Exercise brief: Extract the final stretch of the data: the line that contains "ear, I would be grateful." and every line after it, unaltered, and no other lines.

━━━━━ The data

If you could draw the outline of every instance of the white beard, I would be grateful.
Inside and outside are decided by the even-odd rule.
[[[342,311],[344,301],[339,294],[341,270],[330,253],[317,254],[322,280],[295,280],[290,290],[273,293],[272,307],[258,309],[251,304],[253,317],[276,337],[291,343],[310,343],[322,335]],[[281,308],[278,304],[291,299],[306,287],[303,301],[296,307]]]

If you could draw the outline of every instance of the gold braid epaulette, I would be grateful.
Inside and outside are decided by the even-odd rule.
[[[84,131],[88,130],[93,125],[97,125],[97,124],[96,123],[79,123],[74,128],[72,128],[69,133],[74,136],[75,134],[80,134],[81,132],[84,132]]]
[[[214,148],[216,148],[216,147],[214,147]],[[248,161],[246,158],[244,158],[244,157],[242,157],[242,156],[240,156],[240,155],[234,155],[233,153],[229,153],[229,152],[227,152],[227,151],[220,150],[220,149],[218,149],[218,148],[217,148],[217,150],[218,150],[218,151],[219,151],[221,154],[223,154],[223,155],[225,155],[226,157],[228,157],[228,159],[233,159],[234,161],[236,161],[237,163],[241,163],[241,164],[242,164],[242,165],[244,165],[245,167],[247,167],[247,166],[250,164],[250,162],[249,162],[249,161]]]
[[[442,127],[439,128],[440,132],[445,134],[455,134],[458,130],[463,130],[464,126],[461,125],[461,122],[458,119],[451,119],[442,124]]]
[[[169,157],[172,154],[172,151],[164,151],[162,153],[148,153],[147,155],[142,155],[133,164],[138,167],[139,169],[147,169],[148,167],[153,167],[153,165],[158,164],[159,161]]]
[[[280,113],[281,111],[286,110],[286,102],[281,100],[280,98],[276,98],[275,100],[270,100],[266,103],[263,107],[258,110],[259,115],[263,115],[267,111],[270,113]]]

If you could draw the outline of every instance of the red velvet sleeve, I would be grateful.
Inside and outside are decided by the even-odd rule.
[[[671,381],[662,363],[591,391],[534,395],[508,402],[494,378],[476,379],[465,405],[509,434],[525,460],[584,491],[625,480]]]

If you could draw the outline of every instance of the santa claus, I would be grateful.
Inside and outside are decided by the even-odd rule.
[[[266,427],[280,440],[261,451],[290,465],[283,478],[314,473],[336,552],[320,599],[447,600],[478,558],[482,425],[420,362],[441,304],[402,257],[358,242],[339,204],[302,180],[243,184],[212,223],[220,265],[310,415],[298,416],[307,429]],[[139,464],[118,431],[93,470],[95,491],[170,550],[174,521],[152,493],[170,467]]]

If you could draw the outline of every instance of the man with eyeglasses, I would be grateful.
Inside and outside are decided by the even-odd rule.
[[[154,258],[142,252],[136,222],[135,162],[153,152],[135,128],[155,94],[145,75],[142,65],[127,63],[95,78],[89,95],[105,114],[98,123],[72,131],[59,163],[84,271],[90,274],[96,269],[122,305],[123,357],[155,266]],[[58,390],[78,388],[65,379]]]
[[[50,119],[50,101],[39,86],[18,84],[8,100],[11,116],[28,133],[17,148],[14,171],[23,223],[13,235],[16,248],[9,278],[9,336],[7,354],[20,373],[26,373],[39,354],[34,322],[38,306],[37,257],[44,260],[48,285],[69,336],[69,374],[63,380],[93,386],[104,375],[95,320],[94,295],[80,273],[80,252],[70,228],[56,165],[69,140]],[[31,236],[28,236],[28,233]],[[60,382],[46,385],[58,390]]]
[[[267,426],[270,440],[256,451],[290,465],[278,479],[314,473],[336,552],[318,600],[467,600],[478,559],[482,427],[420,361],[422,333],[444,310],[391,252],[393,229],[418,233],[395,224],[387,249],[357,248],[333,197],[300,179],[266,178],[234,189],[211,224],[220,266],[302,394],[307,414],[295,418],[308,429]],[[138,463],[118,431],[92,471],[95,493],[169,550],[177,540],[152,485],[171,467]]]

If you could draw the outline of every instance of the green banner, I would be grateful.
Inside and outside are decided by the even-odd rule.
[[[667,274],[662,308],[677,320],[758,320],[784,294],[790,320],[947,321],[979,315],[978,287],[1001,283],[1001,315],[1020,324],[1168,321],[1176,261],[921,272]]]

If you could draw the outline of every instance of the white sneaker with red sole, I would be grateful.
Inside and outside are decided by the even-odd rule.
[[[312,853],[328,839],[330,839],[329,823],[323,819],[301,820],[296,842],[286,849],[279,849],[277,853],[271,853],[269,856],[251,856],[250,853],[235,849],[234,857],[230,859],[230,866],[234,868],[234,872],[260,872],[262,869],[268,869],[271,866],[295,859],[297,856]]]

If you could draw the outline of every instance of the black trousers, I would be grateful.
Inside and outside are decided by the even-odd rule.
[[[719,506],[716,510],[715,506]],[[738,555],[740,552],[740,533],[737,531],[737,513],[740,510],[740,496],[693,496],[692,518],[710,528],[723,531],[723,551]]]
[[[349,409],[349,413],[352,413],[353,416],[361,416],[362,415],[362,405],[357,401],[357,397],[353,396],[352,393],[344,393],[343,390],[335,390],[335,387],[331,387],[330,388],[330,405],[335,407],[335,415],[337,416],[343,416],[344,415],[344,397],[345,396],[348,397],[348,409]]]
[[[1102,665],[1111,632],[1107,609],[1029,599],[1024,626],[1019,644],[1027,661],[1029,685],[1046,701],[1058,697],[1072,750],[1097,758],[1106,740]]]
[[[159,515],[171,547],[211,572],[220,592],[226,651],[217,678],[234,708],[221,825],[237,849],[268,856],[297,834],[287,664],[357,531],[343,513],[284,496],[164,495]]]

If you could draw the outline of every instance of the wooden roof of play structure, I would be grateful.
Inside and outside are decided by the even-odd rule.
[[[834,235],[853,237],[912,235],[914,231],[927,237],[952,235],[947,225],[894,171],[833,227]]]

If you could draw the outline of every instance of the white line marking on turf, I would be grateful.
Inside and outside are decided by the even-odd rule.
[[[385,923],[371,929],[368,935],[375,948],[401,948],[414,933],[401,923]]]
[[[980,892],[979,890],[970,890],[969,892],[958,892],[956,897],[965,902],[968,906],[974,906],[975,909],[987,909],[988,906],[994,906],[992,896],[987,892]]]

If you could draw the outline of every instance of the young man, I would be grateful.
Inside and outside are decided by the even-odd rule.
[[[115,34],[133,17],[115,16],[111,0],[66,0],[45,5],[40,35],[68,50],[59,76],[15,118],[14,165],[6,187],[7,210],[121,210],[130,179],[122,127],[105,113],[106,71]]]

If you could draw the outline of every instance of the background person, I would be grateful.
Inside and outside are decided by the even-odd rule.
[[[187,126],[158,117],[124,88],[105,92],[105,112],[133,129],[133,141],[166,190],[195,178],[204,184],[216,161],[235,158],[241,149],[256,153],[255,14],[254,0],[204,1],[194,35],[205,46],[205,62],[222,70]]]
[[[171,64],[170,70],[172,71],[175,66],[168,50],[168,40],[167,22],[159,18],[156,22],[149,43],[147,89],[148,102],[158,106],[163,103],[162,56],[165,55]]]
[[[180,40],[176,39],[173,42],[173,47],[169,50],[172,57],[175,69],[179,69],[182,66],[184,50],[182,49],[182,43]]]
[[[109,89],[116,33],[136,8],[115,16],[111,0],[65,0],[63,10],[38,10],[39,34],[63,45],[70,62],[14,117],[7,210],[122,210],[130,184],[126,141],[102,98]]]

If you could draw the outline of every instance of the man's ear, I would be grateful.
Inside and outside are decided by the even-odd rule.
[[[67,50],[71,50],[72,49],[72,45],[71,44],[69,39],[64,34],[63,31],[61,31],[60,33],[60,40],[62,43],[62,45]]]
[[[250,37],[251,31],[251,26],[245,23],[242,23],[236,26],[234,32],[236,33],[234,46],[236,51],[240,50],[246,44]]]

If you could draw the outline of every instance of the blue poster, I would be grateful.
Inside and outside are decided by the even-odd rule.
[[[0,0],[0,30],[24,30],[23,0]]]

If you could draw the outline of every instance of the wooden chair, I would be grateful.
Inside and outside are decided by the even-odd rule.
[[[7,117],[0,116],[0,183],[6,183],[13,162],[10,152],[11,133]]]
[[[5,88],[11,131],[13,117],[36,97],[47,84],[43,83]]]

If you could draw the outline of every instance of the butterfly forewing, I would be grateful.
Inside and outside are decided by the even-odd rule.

━━━━━━━━━━

Answer for the task:
If you could draw the outline of every instance of the man's ear, I would be grateful.
Inside and outside are decided by the even-odd rule.
[[[67,50],[71,50],[72,49],[72,45],[71,44],[69,39],[64,34],[63,31],[61,31],[60,33],[60,40],[62,43],[62,45]]]
[[[250,37],[251,31],[251,26],[245,23],[242,23],[236,26],[234,32],[236,33],[234,46],[236,51],[240,50],[246,44]]]

If you could draw the outline of every instance of the blue poster, I would be grateful.
Inside and outside are decided by the even-odd rule.
[[[0,0],[0,30],[24,30],[23,0]]]

If you could draw the outline of every instance of the wooden chair, I would be grateful.
Inside and outside are decided by the even-odd rule.
[[[7,117],[0,116],[0,183],[6,183],[13,162],[10,152],[11,133]]]
[[[5,88],[11,131],[13,117],[36,97],[47,84],[43,83]]]

If you could draw the outline of every instance of the butterfly forewing, I would be grateful.
Inside and outside are decided by the even-odd rule.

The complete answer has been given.